Stored items from a collection

++++++++

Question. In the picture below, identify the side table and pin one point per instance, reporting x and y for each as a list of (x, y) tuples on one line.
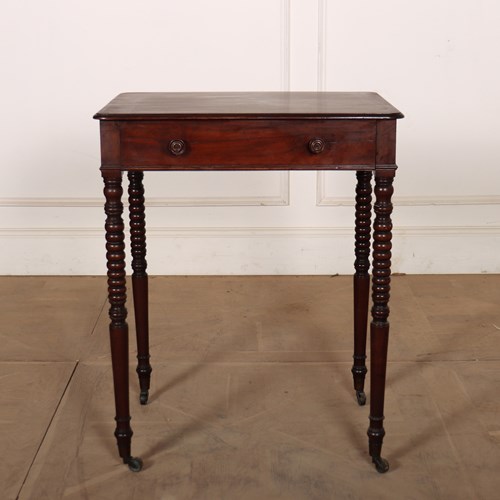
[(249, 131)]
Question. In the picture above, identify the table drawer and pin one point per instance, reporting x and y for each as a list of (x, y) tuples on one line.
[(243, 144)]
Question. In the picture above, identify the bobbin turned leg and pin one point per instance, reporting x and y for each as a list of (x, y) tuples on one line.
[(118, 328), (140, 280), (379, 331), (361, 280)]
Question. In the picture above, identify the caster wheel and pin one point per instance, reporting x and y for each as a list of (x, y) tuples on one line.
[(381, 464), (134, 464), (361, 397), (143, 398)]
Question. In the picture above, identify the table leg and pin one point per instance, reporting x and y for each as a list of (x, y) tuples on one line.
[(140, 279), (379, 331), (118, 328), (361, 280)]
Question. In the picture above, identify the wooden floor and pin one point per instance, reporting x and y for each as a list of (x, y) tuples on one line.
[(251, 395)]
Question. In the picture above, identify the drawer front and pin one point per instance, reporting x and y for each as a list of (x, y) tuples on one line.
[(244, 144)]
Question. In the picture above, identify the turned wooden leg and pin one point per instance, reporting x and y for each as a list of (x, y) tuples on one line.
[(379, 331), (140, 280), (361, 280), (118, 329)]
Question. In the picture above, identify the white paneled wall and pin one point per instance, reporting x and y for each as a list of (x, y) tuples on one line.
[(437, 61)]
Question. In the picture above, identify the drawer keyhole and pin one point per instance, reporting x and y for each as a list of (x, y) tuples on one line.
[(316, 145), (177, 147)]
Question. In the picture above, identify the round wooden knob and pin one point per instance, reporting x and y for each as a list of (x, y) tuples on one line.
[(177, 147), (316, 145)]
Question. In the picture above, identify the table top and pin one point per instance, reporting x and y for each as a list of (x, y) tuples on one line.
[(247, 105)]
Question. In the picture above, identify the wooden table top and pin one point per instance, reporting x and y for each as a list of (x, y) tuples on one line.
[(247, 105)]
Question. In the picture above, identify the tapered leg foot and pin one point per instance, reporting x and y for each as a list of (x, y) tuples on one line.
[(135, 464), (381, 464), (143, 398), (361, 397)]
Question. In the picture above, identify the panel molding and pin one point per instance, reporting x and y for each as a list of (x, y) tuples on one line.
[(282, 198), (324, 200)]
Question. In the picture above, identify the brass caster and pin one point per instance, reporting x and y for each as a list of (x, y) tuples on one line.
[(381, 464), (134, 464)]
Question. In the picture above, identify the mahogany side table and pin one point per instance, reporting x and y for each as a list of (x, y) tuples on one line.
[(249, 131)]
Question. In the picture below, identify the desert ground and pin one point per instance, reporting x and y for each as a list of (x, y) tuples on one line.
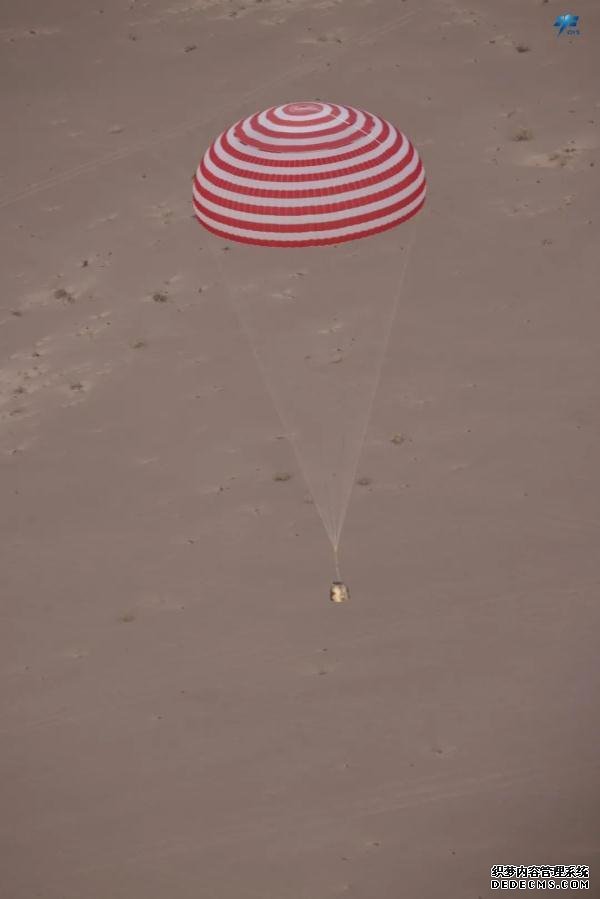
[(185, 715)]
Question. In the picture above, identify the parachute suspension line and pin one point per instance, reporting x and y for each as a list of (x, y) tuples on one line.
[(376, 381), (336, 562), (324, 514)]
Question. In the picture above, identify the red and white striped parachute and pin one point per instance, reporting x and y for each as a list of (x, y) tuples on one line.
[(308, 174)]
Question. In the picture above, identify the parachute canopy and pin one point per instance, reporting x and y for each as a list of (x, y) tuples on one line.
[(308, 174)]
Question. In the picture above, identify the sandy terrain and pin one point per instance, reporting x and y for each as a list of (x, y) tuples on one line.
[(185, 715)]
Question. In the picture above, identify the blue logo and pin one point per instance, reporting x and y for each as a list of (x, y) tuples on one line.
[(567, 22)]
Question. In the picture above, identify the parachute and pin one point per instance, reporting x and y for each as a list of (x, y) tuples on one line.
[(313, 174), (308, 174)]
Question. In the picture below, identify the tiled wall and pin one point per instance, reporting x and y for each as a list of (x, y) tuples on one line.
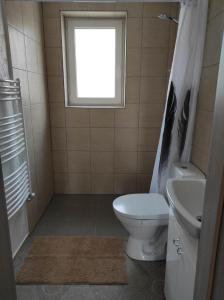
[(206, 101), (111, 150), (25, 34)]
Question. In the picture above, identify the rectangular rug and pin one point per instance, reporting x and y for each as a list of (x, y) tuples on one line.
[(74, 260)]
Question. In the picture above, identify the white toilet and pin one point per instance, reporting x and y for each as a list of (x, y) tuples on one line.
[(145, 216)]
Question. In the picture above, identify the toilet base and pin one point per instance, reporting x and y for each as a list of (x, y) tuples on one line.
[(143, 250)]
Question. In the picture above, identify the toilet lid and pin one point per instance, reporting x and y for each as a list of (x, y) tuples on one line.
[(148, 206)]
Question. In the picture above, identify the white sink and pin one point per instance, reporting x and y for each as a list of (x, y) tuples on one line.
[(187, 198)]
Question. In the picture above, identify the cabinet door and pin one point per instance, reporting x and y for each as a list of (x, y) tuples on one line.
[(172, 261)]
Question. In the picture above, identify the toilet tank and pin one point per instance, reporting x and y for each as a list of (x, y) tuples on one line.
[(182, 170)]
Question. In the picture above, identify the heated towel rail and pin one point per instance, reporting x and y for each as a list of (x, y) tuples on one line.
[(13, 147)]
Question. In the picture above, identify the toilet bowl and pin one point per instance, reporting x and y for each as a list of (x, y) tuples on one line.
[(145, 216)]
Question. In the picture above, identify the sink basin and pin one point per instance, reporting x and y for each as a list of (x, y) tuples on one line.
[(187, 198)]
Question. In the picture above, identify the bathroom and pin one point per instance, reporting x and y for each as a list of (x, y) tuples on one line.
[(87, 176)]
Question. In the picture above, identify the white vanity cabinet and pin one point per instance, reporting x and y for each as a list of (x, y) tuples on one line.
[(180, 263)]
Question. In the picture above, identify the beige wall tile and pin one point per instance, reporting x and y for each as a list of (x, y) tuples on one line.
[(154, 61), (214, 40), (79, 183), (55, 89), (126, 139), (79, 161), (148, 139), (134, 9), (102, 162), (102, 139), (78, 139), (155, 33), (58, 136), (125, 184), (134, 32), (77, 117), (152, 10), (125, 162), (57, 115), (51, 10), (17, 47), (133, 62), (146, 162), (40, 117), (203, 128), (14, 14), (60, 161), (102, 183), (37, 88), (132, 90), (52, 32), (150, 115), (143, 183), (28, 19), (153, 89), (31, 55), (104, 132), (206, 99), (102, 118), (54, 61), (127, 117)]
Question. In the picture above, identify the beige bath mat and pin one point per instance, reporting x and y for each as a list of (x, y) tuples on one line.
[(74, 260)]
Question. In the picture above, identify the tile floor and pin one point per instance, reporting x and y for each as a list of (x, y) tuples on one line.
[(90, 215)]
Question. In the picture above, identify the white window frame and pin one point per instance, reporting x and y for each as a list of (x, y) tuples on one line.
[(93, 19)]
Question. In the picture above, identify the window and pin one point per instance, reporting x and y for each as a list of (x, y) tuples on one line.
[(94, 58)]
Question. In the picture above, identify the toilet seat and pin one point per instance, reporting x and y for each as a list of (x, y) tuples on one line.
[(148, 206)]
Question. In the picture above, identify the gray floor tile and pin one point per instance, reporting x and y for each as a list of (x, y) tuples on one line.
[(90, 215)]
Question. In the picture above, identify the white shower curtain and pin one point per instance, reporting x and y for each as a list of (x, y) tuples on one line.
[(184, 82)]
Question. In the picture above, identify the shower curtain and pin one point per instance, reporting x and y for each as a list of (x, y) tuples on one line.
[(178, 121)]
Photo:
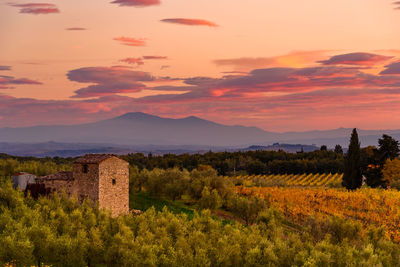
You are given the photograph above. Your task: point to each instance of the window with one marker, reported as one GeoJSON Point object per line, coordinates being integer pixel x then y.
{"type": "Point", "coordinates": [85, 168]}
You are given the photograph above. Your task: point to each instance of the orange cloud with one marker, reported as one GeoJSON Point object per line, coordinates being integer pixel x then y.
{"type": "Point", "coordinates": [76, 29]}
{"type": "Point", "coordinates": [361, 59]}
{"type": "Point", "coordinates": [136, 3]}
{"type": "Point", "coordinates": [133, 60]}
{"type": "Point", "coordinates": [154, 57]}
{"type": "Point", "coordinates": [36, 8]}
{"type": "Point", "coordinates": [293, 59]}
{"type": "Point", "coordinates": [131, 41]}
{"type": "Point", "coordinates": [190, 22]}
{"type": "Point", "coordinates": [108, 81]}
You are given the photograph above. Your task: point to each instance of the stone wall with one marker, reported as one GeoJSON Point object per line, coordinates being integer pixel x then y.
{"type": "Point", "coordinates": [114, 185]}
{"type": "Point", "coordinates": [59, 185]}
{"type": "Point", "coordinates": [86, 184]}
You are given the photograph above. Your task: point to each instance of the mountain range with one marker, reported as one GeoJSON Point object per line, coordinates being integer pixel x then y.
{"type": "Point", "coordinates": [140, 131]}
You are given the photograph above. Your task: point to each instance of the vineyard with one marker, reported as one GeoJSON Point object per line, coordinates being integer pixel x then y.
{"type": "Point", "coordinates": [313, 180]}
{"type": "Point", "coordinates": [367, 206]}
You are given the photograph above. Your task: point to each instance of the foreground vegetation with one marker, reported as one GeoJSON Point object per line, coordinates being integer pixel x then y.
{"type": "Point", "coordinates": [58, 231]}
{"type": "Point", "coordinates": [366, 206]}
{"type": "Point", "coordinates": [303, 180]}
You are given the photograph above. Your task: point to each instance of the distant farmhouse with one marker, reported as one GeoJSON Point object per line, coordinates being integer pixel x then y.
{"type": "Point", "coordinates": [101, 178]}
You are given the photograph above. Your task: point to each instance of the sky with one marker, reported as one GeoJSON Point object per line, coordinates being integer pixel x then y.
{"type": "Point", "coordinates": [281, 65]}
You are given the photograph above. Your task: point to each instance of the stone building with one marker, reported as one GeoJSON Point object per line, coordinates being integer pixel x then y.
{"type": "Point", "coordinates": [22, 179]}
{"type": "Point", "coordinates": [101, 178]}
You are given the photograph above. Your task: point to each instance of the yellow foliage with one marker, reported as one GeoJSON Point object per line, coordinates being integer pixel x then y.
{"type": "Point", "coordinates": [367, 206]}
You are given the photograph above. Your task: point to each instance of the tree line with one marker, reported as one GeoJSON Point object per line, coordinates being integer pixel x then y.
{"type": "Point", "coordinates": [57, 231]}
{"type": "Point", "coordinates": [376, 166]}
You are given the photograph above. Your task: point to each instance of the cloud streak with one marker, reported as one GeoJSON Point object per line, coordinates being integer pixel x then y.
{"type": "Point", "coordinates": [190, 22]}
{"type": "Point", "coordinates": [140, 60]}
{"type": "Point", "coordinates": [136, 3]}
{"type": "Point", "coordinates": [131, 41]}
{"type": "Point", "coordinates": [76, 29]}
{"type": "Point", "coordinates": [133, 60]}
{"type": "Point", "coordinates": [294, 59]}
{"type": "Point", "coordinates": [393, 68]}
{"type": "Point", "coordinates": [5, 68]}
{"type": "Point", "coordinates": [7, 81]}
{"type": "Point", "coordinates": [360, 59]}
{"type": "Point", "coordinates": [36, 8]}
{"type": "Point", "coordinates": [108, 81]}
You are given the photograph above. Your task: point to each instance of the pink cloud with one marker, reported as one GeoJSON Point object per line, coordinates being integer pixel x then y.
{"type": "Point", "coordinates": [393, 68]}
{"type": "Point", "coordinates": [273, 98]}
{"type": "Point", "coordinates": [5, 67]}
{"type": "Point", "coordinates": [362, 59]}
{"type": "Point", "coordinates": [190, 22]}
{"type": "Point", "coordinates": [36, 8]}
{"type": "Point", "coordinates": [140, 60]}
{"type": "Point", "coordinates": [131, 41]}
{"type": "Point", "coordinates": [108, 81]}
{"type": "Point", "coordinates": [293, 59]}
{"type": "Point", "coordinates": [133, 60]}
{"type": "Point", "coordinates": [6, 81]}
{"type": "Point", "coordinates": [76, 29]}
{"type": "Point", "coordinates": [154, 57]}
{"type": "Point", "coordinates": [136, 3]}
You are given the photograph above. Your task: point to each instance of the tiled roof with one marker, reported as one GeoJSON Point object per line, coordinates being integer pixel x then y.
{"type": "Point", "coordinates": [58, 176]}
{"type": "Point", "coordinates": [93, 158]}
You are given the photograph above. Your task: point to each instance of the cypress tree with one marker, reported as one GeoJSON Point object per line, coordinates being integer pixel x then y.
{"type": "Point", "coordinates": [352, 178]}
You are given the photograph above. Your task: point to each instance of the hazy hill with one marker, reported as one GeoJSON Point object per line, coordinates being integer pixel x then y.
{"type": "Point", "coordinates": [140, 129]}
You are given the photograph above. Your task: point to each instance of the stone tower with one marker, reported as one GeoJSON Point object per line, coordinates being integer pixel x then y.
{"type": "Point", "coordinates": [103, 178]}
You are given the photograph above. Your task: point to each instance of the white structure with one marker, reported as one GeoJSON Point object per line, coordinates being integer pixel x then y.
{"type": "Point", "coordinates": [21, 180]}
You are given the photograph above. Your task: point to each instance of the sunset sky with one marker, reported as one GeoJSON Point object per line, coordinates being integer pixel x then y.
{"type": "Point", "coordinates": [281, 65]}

++++++++

* **TASK REQUIREMENTS**
Using the records above, write out exactly the lines from the one containing "of the cypress" through the last, and add nothing.

* **EXERCISE RESULT**
You are given the photograph above. Your task: point to each instance of the cypress tree with one marker, reported as one GeoJSON Point object per line, coordinates being integer pixel x then y.
{"type": "Point", "coordinates": [352, 178]}
You are given the photograph above. Your task: point to each instance of the hazy hill with one marker, reported as one GeoJSON Point object per line, coordinates being integer pixel x then y.
{"type": "Point", "coordinates": [140, 129]}
You are given the photograph above. Your task: point to each instance of the stone tower with one marker, reported as one GeoJSON Point object per line, coordinates being integer pixel x then y.
{"type": "Point", "coordinates": [103, 178]}
You are given the photograph above. Your task: point to each instance of the white structure with one marker, reported as one GeoJSON Point object per line, coordinates being integer pixel x then y.
{"type": "Point", "coordinates": [21, 180]}
You are given the photograph above. Your task: point to each instance of the sunset sky with one marker, reported as one GeoJSON Point object per line, coordinates being integer pixel x then y.
{"type": "Point", "coordinates": [281, 65]}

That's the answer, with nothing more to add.